▶ _QUOTED TEXT_
** START **
You see, Ptolemy 13 was in Pelusium (above), the silt plagued port and fortress at the eastern edge of the Nile delta, because he was avoiding his two sisters, both of whom were trying to kill him. It was a great confused mess, and a very bad time to arrive in Egypt seeking help. But then Pompey's timing had never been very good.
Pompey's arrival on 29 September, 48 B.C.E., had presented Ptolemy 13's advisors with a bit of a conundrum. If they helped Pompey they would anger Julius Caesar, who had just defeated Pompey's army at Pharsalus. It they sent Pompey packing and he later won his civil war with Caesar, Pompey would make sure bad things happened to Ptolemy 13 and his advisers. There was a simple solution to this problem, and I am surprised it never occurred to Pompey. It did occur to Ptolemy 13's (above) advisers.
They sent a boat out to Pompey's ships, which were anchored just outside the harbor of Pelesium.
A Roman centurion named Septimius, who had been sent to Egypt by Pompey to reinstate Ptolemy 12, Ptolemy 13's father. Septimus stood up in the boat and assured his old commander that it was safe to come ashore. Then one of Ptolemy's generals, Achillas  called out that the Pharaoh was very busy but could give Pompey a few minutes of his time, right now, if he would just accompany them ashore at once. 
It smelled fishy, but Pompey really had very little choice. Pompey could see Ptolemy 13 waiting on his litter on the beach. Pompey needed water, and food, and somebody who knew the coastline down to Tunisia, where he had more legions and allies...So the old fool got in the boat.
He never made it to shore alive. According to Plutarch, as the boat passed the breakwater, Pompey was rehearsing his Greek greetings for the Ptolemy 13, when Septimius stabbed him in the back.
They dragged the boat ashore and then dragged Pompey up on the sand and chopped off his head  It was a cold and heartless thing to do, particularly since Pompey's wife was watching from the galley off shore. But it wasn't anything Pompey hadn't done to countless others. 
And that was the death of Pompey the Great, one of the most overrated generals in history, a man whose greatest sin was in believing his own press releases, which he had written.
That was one problem solved, leaving Ptolemy 13's advisers with the original problem, his elder sister and her hired army. She was hovering out in the Sinai desert.  It  looked as if she was about to be easily be crushed by Ptolemy 13's army when, just two days later- 1 October, 48 B.C. - yet another Roman annoyance arrived off shore. 
This time it was Julius Caesar (above), with a single Roman legion. Dutifully, the advisers of Ptolemy 13 sent a boat out to Caesar, carrying the head of Pompey.  But if Ptolemy 13's advisers expected Caesar to thank them for eliminating his enemy and sail off back to Rome, leaving them free to finish off their business without further distraction, they were sadly mistaken. Oh, Caesar did sail off from Pelusium. He just didn't didn't sail for Rome.
A few days later Caesar landed in Alexandria and took over the royal palace.
** END **
▶ _EXCERPTED RECORDS_
** START **
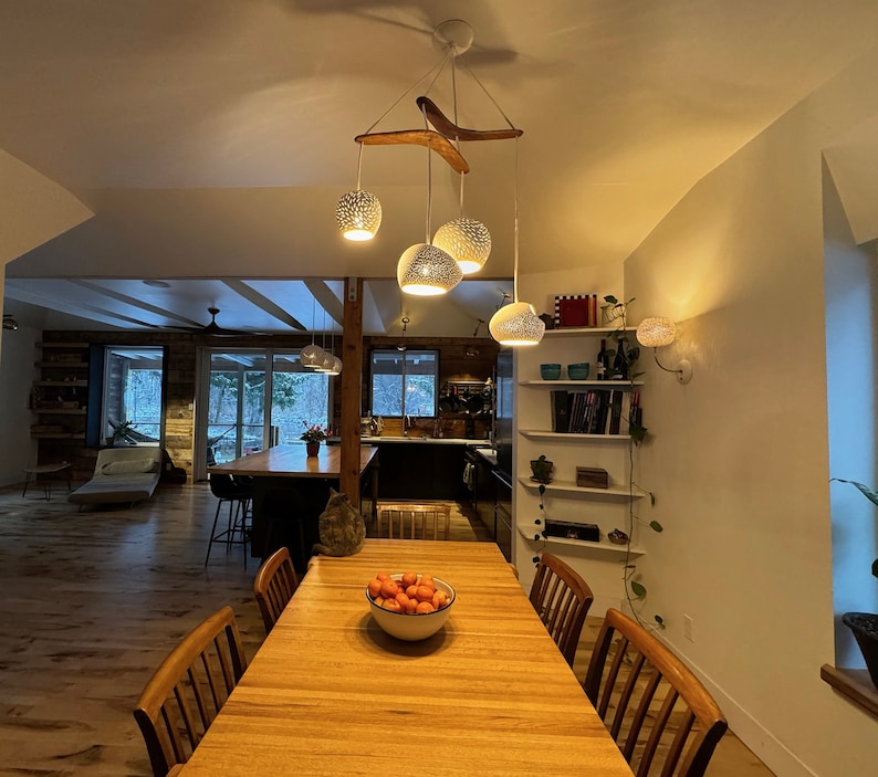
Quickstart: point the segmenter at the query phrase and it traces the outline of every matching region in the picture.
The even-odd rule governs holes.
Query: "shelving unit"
** END **
** START **
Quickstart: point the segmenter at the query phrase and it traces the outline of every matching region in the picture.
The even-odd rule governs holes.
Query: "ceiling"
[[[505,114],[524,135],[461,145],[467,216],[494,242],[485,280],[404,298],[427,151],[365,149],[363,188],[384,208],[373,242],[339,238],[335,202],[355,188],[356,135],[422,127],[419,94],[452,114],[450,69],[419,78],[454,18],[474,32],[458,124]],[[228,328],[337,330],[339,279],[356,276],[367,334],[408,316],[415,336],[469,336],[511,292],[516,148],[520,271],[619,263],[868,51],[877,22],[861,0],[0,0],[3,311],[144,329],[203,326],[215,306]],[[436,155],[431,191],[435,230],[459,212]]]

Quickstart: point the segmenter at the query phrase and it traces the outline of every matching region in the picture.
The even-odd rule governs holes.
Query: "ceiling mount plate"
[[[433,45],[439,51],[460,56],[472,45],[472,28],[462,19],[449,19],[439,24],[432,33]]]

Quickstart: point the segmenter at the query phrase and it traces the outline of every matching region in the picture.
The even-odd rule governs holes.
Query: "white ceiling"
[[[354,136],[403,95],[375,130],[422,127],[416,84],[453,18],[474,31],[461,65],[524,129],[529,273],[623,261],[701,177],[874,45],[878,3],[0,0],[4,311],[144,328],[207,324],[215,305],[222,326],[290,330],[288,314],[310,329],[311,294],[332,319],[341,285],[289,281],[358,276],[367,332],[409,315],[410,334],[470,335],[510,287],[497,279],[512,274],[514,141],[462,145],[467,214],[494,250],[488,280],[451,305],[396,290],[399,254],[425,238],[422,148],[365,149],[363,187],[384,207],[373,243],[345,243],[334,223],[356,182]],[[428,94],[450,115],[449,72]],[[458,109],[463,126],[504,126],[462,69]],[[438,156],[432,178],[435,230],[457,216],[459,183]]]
** END **
** START **
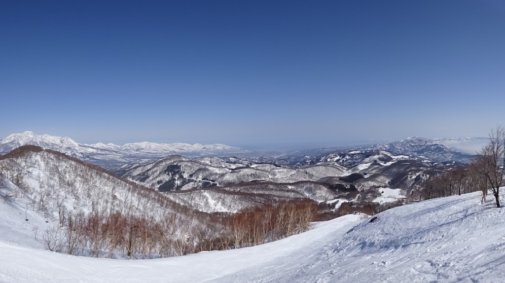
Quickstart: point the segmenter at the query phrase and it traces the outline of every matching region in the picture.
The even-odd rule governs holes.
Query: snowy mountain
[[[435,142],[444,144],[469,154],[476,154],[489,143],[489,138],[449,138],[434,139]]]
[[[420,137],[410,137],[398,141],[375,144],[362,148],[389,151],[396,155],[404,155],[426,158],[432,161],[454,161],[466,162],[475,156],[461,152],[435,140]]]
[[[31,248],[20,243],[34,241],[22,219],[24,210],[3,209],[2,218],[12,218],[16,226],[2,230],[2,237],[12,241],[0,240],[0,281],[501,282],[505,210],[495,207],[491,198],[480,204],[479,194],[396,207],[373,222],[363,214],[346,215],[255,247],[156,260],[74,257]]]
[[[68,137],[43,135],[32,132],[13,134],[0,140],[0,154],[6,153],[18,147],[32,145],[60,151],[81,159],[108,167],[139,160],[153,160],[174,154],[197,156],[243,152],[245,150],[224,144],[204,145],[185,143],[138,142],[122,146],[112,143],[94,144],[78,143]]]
** END **
▶ _ACTIONS TO TAKE_
1) From the passage on Pompey's death, return the words between "This time it" and "the royal palace.", inclusive.
2) Answer these from the passage on Pompey's death:
(a) On what date did Pompey arrive in Egypt?
(b) According to Plutarch, who stabbed Pompey in the back?
(c) How many Roman legions came with Julius Caesar?
You can set the rows aside; they play no part here.

▶ _SOLUTIONS TO THE TASKS_
1)
This time it was Julius Caesar (above), with a single Roman legion. Dutifully, the advisers of Ptolemy 13 sent a boat out to Caesar, carrying the head of Pompey.  But if Ptolemy 13's advisers expected Caesar to thank them for eliminating his enemy and sail off back to Rome, leaving them free to finish off their business without further distraction, they were sadly mistaken. Oh, Caesar did sail off from Pelusium. He just didn't didn't sail for Rome.
A few days later Caesar landed in Alexandria and took over the royal palace.

2)
(a) 29 September, 48 B.C.E.
(b) Septimius
(c) A single Roman legion